When I've built AR's (large & small), I will do single round shots to get lockback whilst tuning the adjustable gas block (my preference when building is to have an AGB, so I can adjust gas vs mass, if or when needed). Once I have the AGB tuned, I'll just shoot as desired.

Will clean after shooting and lubricate as appropriate (full wet for large frame AR's, light wet for small frame AR's).

That's what works for me...your mileage may vary 😁 :ROFLMAO:
 
On cheap barrels I speed up the process with tubbs final finish, my goal is to get the gas port stable as quickly as possible. If I use a premium barrel I just shoot and clean afterwards and not get too serious with load development or stress over accuracy until I get a couple hundred rounds thru it, mainly because I never know if tubbs ff will void a warranty.
 
I have several Rock River Arms uppers. They will tell you that no break in is required. Wilson Combat makes their barrels and are already lapped.
 
Having a borescope really helps to determine just what you're starting with in terms of any break in to do. The better the barrel quality, the less there is to do - if anything.

This is the technique I've been using for 25 years - and I'm still really just guessing, based on past successes, so take this for what it's worth.

Using the 10X Hawkeye borescope, I look over the entire barrel, with particular attention paid to the throat, gas port, and crown. Chamber concentricity can't be measured this way, but you can see if something is not right. This once kept me from accepting twenty SS barrels from an esteemed barrel maker I will no longer use.

*TO DO*: Reproduce word for word the part of the barrel break-in text that opens with the words "On cheap barrels" and closes with "void a warranty.".

*SOURCE EXCERPT*:
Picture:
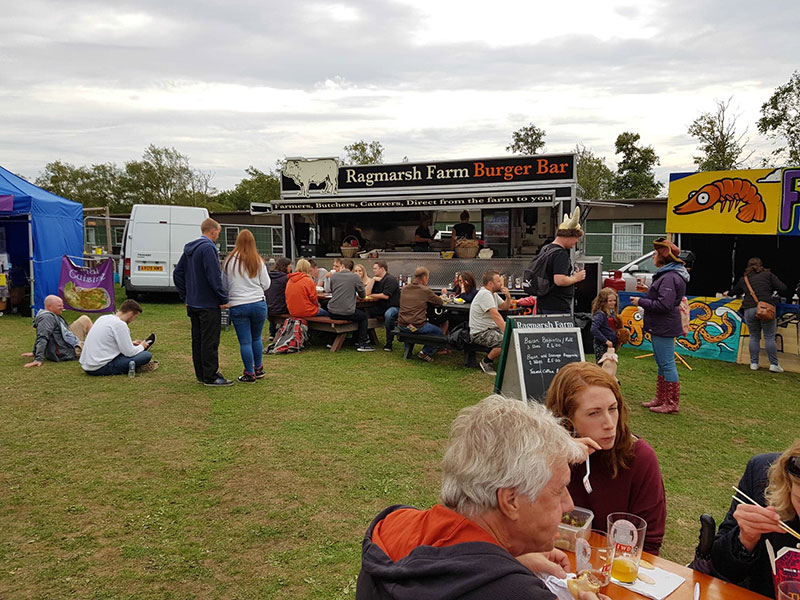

*SOLUTION TO THIS TASK*:
On cheap barrels I speed up the process with tubbs final finish, my goal is to get the gas port stable as quickly as possible. If I use a premium barrel I just shoot and clean afterwards and not get too serious with load development or stress over accuracy until I get a couple hundred rounds thru it, mainly because I never know if tubbs ff will void a warranty.